# Qwen-VL-Dense(Qwen3-VL-2B/4B/8B/32B)

## 1 Introduction

The Qwen-VL(Vision-Language)series from Alibaba Cloud comprises a family of powerful Large Vision-Language Models (LVLMs) designed for comprehensive multimodal understanding. They accept images, text, and bounding boxes as input, and output text and detection boxes, enabling advanced functions like image detection, multi-modal dialogue, and multi-image reasoning.

This document will show the main verification steps of the model, including supported features, feature configuration, environment preparation, NPU deployment, accuracy and performance evaluation.

This tutorial uses the vLLM-Ascend `v0.11.0rc3-a3` version for demonstration, showcasing the `Qwen3-VL-8B-Instruct` model as an example for single NPU and multi-NPU deployment.

## 2 Supported Features

Refer to [Supported Features List](../../user_guide/support_matrix/supported_models.md) to get the model's supported feature matrix.

Refer to [Feature Guide](../../user_guide/feature_guide/index.md) to get the feature's configuration.

CHALLENGE: Rewrite the Qwen-VL page between "# Qwen-VL-Dense(Qwen3-VL-2B/4B/8B/32B)" and "and multi-NPU deployment.", inclusive, renaming "document" to "guide".

DATA ENTRIES:
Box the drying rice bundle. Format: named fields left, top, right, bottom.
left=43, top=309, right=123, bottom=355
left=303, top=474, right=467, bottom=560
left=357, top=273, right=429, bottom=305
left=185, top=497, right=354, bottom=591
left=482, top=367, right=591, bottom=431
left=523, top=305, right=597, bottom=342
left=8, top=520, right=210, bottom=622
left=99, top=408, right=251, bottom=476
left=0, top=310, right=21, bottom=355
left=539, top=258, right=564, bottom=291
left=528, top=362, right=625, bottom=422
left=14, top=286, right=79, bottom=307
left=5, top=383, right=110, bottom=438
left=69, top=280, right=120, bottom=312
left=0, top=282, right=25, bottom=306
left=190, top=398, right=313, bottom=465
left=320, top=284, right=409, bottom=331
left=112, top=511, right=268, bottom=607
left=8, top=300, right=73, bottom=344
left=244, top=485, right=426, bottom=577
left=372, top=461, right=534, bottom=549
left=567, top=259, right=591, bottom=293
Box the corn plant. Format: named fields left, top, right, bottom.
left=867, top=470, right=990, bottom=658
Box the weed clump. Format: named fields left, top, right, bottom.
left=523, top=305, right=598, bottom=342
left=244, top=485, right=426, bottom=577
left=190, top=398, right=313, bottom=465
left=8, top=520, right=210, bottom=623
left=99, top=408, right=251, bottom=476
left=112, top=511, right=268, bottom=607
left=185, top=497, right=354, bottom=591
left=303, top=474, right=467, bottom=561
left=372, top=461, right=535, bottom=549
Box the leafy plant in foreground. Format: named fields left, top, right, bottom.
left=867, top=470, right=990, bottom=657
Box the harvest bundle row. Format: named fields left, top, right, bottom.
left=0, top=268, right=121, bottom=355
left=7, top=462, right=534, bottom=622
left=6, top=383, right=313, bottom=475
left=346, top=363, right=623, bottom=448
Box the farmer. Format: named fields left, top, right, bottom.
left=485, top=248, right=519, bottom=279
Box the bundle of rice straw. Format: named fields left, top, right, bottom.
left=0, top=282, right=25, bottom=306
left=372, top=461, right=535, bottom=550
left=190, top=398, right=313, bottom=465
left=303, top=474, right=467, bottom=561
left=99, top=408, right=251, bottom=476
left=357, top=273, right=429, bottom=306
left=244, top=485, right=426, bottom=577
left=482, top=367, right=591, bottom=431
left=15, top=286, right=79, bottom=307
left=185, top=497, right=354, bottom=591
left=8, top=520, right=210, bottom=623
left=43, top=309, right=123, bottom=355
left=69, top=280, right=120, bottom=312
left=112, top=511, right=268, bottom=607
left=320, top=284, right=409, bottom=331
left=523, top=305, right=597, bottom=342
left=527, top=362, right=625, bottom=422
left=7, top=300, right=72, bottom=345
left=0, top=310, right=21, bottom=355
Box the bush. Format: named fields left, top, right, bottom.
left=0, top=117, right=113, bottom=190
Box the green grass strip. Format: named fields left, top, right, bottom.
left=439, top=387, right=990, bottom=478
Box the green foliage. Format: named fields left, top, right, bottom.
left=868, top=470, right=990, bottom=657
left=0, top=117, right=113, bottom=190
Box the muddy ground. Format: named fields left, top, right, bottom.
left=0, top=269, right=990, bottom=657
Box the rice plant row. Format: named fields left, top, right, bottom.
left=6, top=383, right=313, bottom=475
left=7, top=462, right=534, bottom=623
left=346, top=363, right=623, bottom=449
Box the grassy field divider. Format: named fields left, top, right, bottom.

TASK ANSWER:
# Qwen-VL-Dense(Qwen3-VL-2B/4B/8B/32B)

## 1 Introduction

The Qwen-VL(Vision-Language)series from Alibaba Cloud comprises a family of powerful Large Vision-Language Models (LVLMs) designed for comprehensive multimodal understanding. They accept images, text, and bounding boxes as input, and output text and detection boxes, enabling advanced functions like image detection, multi-modal dialogue, and multi-image reasoning.

This guide will show the main verification steps of the model, including supported features, feature configuration, environment preparation, NPU deployment, accuracy and performance evaluation.

This tutorial uses the vLLM-Ascend `v0.11.0rc3-a3` version for demonstration, showcasing the `Qwen3-VL-8B-Instruct` model as an example for single NPU and multi-NPU deployment.